# The task
Reproduce all the data, character for character.

# Information given
────────
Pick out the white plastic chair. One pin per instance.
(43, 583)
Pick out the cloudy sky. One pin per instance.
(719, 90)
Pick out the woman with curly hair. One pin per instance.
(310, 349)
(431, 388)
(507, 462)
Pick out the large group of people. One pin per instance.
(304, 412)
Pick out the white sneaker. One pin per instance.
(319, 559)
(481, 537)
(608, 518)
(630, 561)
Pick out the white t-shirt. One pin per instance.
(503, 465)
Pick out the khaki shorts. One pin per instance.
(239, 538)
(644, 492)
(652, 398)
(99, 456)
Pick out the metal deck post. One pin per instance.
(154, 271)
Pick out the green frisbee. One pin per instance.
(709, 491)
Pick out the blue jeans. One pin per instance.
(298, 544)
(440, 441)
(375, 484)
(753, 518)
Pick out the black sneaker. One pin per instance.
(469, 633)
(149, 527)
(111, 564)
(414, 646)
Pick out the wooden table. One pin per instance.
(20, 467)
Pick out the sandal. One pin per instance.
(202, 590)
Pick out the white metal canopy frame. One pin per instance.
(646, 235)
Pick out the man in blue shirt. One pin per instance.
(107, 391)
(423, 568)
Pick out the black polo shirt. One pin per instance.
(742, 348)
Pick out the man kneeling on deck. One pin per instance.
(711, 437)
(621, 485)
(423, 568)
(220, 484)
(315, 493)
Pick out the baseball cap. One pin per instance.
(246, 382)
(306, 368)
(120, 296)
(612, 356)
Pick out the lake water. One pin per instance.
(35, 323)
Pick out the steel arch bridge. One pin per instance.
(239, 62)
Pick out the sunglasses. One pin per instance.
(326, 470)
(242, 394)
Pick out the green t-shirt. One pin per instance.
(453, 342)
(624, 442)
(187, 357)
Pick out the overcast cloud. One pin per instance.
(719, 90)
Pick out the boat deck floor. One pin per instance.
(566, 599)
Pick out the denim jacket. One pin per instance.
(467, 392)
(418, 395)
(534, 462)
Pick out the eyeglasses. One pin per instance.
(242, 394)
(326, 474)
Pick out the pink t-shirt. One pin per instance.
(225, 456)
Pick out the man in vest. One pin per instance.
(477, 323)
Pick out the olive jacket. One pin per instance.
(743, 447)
────────
# Answer to the problem
Pick out the white plastic chair. One pin per instance.
(43, 583)
Pick out the cloudy sky. One pin per instance.
(719, 90)
Pick out the woman with curly hair. One pin per instance.
(310, 349)
(431, 388)
(507, 462)
Pick out the large group of people. One pin per instance.
(304, 412)
Pick out the white sneaker. One pin per instance.
(319, 559)
(481, 537)
(608, 518)
(630, 561)
Pick out the white t-shirt. One pin per instance.
(503, 465)
Pick out the khaki shorts. One pin per instance.
(239, 538)
(644, 492)
(652, 398)
(99, 456)
Pick out the metal deck post. One pin per instance.
(154, 271)
Pick out the green frisbee. One pin per instance.
(709, 491)
Pick out the blue jeans. One pin per instance.
(298, 544)
(440, 441)
(375, 484)
(753, 518)
Pick out the black sneaker. One pin per instance.
(469, 633)
(149, 527)
(111, 564)
(414, 646)
Pick out the wooden table. One pin per instance.
(20, 467)
Pick out the sandal. One pin per instance.
(202, 590)
Pick out the white metal canopy frame. One pin per instance.
(646, 235)
Pick out the man in blue shirt. One pin per instance.
(107, 391)
(423, 568)
Pick out the black polo shirt. One pin per instance.
(742, 348)
Pick out the man kneeling on deck. One pin per instance.
(711, 437)
(621, 485)
(423, 568)
(220, 484)
(315, 493)
Pick out the baseball cap. One pin per instance.
(246, 382)
(306, 368)
(120, 296)
(612, 356)
Pick out the lake water. One pin per instance.
(35, 323)
Pick out the steel arch bridge. One pin per instance.
(239, 62)
Pick out the sunglasses. One pin per instance.
(326, 470)
(242, 394)
Pick out the green t-shirt. One pin per instance.
(453, 342)
(624, 442)
(187, 357)
Pick out the overcast cloud. One pin per instance.
(719, 90)
Pick out the boat deck floor. One pin per instance.
(566, 599)
Pick out the denim jacket. One pin per instance.
(467, 392)
(418, 395)
(534, 462)
Pick out the eyeglasses. One pin per instance.
(242, 394)
(326, 474)
Pick out the pink t-shirt. One pin per instance.
(225, 456)
Pick out the man in vest. One pin per instance.
(477, 323)
Pick out the olive jacket. One pin per instance.
(743, 447)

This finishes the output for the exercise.